Problem requirements: From the material beneath, pull every line with the word "resolution".

Working data:
[Start of Attachment]

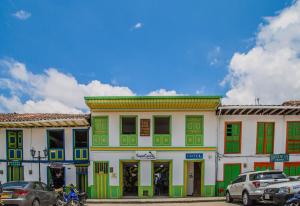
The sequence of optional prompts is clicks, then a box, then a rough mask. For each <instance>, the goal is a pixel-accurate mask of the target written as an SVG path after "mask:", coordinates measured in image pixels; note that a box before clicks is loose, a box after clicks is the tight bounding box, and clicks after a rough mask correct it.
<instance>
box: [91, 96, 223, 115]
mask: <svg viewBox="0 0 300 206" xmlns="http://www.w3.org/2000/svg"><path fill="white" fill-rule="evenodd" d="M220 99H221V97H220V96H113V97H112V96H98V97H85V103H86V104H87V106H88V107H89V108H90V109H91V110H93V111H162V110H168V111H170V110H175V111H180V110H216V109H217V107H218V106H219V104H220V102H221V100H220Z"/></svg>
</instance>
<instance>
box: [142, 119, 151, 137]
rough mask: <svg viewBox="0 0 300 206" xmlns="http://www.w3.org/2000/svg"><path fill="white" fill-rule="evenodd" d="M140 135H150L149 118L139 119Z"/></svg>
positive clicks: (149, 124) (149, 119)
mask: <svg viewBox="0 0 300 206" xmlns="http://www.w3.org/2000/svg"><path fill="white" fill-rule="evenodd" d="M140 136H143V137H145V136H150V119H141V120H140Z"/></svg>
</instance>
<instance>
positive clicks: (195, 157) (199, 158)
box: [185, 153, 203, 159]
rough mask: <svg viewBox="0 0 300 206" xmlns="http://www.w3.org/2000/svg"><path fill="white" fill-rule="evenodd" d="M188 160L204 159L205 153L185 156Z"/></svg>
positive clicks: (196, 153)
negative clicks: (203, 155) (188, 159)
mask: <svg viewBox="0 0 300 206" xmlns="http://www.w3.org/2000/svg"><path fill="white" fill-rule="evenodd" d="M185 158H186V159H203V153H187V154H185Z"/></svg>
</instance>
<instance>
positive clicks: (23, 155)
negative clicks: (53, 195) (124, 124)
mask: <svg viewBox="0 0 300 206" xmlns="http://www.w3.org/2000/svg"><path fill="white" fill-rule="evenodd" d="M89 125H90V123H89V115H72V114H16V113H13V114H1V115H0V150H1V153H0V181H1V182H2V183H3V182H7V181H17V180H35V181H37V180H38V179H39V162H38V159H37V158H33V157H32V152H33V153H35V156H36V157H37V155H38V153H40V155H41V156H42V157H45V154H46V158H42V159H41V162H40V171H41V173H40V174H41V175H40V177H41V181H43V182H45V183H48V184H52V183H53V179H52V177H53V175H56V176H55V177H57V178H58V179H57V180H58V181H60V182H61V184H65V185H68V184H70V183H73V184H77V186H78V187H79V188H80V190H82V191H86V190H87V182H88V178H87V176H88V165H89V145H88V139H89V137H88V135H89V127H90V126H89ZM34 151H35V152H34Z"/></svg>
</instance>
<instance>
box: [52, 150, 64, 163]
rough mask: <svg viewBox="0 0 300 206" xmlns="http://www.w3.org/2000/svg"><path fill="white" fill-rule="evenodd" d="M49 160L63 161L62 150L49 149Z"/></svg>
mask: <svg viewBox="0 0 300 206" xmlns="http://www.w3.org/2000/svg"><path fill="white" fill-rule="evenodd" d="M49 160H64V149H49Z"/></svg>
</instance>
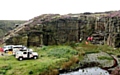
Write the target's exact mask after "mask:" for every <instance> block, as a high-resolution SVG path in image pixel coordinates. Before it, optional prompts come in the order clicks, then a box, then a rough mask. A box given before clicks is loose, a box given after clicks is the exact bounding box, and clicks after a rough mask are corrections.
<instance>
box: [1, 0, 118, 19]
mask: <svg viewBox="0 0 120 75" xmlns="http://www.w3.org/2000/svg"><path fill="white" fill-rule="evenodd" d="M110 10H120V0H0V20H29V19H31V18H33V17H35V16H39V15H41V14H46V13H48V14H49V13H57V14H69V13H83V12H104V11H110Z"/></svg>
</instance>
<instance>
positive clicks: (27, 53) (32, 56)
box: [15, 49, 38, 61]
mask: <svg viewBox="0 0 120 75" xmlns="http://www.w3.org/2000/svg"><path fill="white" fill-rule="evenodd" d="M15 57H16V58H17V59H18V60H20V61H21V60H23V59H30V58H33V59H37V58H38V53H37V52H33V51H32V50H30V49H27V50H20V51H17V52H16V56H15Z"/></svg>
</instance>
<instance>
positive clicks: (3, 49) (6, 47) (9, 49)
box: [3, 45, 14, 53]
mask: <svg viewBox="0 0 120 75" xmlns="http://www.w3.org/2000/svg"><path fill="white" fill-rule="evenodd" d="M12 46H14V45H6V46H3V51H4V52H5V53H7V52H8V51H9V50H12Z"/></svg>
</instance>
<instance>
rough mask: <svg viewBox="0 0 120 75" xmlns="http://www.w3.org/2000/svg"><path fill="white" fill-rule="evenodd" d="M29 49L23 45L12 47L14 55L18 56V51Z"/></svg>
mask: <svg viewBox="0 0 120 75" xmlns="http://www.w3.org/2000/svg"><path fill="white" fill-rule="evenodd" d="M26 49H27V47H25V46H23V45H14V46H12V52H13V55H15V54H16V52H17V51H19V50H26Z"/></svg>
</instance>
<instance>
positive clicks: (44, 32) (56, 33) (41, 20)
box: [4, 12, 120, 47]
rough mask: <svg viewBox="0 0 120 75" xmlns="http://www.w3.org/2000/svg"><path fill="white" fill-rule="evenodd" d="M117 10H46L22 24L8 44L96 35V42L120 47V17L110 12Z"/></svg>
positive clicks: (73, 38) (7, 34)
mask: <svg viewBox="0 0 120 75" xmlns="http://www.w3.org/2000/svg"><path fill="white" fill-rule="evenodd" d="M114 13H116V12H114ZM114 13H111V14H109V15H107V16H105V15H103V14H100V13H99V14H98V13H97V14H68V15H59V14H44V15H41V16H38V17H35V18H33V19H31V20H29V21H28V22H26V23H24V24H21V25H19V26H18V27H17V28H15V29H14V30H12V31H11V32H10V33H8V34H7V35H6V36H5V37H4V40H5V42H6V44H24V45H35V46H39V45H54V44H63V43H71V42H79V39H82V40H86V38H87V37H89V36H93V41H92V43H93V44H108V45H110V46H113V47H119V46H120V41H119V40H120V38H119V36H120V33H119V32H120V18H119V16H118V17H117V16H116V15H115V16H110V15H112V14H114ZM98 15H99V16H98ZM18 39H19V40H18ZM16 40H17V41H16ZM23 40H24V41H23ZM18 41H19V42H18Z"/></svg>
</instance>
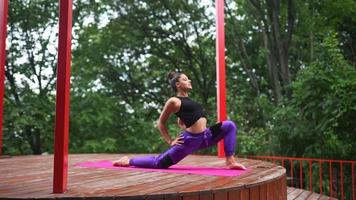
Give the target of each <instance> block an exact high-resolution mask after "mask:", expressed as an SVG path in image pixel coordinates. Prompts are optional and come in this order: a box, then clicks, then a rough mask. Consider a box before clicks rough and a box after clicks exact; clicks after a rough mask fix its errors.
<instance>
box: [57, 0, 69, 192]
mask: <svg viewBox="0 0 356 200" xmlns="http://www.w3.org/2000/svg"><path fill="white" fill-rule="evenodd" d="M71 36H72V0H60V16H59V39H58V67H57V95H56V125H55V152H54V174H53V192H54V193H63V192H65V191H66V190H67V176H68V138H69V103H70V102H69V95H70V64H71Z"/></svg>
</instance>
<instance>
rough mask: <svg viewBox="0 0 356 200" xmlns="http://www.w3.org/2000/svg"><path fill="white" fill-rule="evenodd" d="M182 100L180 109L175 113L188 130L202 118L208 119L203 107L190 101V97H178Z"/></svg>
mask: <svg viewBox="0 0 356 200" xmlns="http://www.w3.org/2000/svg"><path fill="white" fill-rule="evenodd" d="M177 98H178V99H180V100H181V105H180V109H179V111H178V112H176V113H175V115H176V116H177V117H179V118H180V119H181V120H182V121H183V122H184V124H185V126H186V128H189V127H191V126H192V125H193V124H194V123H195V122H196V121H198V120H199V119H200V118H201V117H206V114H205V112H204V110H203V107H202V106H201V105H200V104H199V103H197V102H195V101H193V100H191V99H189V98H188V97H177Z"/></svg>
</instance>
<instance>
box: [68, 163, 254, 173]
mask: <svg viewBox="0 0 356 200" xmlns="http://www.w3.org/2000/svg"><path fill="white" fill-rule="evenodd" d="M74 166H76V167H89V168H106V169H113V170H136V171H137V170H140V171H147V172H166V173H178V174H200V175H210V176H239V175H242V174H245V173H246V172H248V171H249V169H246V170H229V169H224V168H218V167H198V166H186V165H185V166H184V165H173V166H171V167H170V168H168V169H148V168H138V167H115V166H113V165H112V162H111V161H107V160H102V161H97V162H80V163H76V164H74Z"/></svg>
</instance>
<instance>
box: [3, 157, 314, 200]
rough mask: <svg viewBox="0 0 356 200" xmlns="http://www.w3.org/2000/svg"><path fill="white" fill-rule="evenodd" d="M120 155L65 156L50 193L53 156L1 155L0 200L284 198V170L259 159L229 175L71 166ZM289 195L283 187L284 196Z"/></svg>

[End of Attachment]

Solution:
Write the target's exact mask after "mask:" for every <instance> block, as a high-resolution SVG path in image pixel coordinates. Before it, optional prompts come in the order clicks, then a box, then a rough mask. A box given before clicks is loose, a box given after clicks is the exact bounding box, and clicks after a rough mask are corrections.
Give the target of each <instance> block an exact high-resolution mask after "mask:", expressed as an SVG path in image pixel coordinates. Prompts are optional and come in this order: a box, then clicks, then a rough mask. Consider a box before clicks rough and a box after clicks exact; clicks after a rough mask fix its errors.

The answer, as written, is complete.